EXTRAIT SOURCE
⟨

Désir et frustration


La nature nous a créés avec la faculté de tout désirer et l’impuissance de tout obtenir.

Machiavel

Discours sur la première décade de Tite-Live, livre I, chap. XXXVII.





Cette sentence de Nicolas Machiavel exprime ici une idée fondamentale de la philosophie antique, qu'elle soit gréco-romaine ou indienne : Épicure, les stoïciens ou le Bouddha ne renieraient pas une telle formule (même s'ils n'approuveraient probablement pas le reste de l’œuvre du philosophe florentin). L'insatisfaction fondamentale qui se niche au cœur de notre vie : on veut tellement de choses, mais ces choses ne nous sont pas accessibles, et cela engendre la frustration, la colère, le désespoir, le ressentiment, la jalousie et une cohorte de passions tristes. La sagesse est donc de se détacher de cette faculté de tout désirer donnée par la nature.



Cette sentence résonne aussi particulièrement à l'époque contemporaine : la société de consommation dans laquelle nous vivons a pour moteur ce principe de toujours avoir envie de nouvelles choses, de nouveaux produits. Et les publicitaires ont bien compris tant notre faculté de tout désirer que notre frustration de ne pas obtenir ce qui est derrière les vitrines des magasins, et ils jouent de nos propensions pour nous pousser à toujours acheter encore et encore. Je me souviens du personnage Ling Woo (incarnée par Lucy Liu) dans la série de la fin des années '90 « Ally McBeal » qui, quand elle était contrariée dans sa vie intime ou professionnelle, déclarait d'un ton sec et tranchant : « I need to shop » (j'ai besoin de faire les magasins).



Ce qui est aussi intéressant, et même fascinant, dans cette citation, c'est la relation intime qu'elle tisse entre notre désir insatiable et l'infini. Nous ne désirons pas seulement telle ou telle chose : nous sommes habités par cette faculté à tout désirer, nous désirons encore et encore. Machiavel explique d'ailleurs après cette sentence : « de sorte que nos désirs se trouvant toujours supérieurs à nos moyens, il en résulte du dégoût pour ce qu'on possède et de l'ennui de soi-même ». On se lasse très vite de ce qu'on vient d'acheter et on veut d'autres choses encore et encore. Mais cette faculté de tout désirer n'est peut-être pas entièrement mauvaise : cette faculté de tout désirer, de vouloir toujours plus est aussi un exprime en creux la dimension infinie de l'esprit.

⟩

DONNÉES FOURNIES
⟨

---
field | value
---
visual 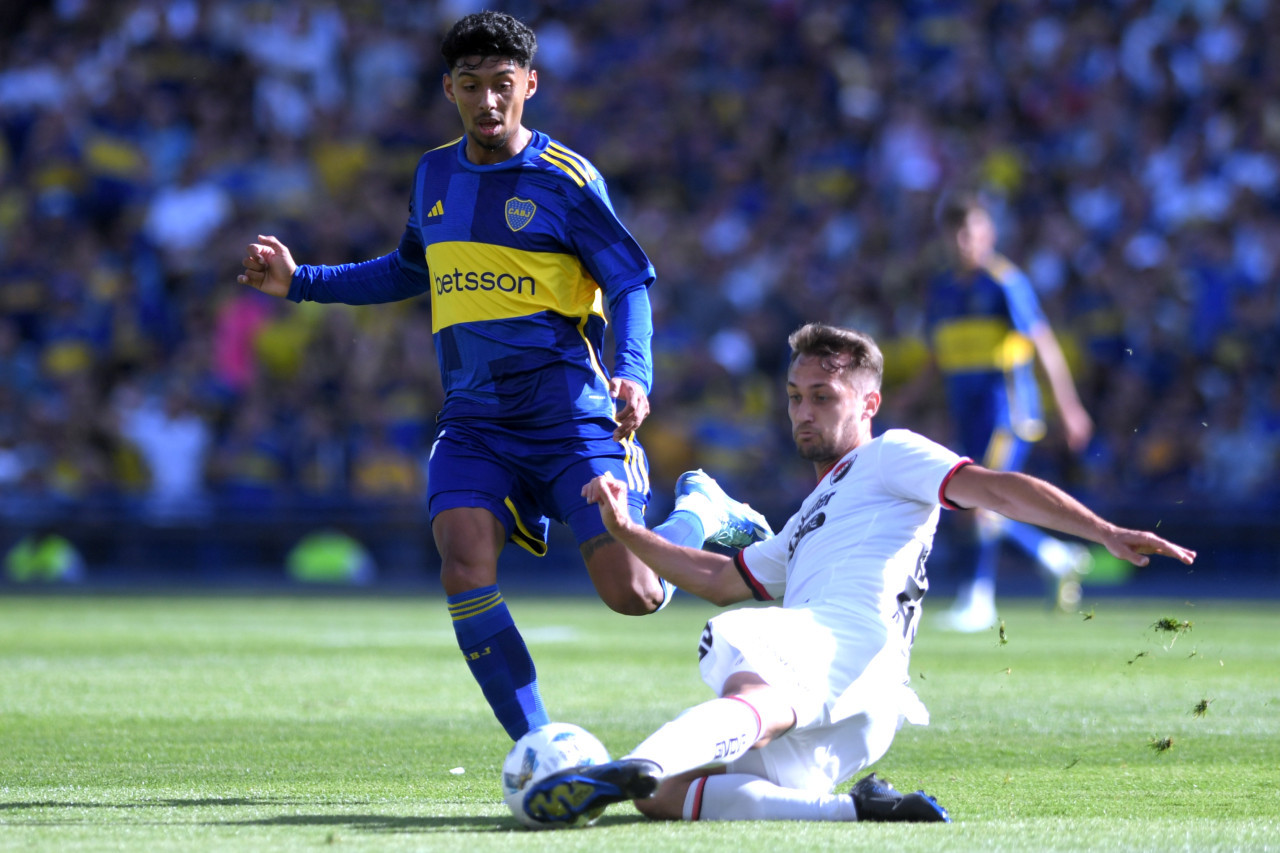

⟩

TRAVAIL DEMANDÉ
Selon l'extrait sur le désir et la frustration, que déclarait Ling Woo lorsqu'elle était contrariée dans sa vie intime ou professionnelle ? Ces données ne servent à rien ici.

RÉPONSE ATTENDUE
« I need to shop » (j'ai besoin de faire les magasins).